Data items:
━━━

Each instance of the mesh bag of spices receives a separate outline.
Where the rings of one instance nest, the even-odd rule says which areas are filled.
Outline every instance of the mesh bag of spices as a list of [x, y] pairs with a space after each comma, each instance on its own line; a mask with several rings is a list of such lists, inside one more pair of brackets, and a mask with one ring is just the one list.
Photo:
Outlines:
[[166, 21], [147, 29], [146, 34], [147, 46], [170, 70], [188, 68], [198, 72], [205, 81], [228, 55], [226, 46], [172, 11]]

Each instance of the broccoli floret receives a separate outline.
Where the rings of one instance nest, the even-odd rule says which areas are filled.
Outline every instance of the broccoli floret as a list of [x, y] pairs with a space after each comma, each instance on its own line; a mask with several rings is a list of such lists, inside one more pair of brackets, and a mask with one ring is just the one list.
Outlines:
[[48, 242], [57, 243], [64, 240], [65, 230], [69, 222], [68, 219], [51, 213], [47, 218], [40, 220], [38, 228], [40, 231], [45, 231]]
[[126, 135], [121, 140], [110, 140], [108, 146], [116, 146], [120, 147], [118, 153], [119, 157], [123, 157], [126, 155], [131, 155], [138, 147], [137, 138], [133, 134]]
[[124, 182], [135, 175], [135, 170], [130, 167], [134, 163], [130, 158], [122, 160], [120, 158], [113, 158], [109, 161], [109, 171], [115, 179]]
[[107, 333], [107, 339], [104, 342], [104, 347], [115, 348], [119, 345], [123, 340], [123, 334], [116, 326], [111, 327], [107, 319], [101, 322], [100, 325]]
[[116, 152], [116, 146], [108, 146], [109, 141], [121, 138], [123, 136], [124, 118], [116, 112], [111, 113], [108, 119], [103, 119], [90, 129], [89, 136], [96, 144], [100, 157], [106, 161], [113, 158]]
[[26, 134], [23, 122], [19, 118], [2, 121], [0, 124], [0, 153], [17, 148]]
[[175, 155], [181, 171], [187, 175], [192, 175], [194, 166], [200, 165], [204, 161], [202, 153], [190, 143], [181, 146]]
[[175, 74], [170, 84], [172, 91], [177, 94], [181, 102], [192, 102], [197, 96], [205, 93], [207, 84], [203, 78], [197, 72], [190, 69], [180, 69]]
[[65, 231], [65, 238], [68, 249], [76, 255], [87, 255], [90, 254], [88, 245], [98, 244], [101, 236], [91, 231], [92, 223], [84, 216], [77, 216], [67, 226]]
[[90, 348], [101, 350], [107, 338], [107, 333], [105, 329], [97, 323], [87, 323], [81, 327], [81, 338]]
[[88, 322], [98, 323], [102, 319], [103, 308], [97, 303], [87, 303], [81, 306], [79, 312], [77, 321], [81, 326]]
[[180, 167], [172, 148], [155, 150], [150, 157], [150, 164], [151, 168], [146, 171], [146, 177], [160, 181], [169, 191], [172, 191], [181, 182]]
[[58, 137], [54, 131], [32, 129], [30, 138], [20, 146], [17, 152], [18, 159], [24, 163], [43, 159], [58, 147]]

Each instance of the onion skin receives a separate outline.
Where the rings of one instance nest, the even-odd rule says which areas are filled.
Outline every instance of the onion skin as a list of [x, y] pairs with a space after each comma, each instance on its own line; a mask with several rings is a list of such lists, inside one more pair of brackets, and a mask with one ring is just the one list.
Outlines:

━━━

[Set exercise]
Can you turn the material from its first line through the line with "46], [172, 11]]" into a numbered list, skipping any blank lines?

[Response to the exercise]
1. Each instance of the mesh bag of spices receives a separate outline.
2. Where the rings of one instance nest, the even-odd rule says which areas are filled.
3. Outline every instance of the mesh bag of spices as a list of [x, y] pairs with a space after each comma, each instance on its own line; a mask with several rings is a list of such lists, inside one more pair of brackets, and a mask with one ring is just the one list.
4. Photo:
5. Outlines:
6. [[166, 21], [147, 29], [146, 34], [147, 46], [170, 70], [188, 68], [198, 72], [205, 81], [228, 55], [226, 46], [172, 11]]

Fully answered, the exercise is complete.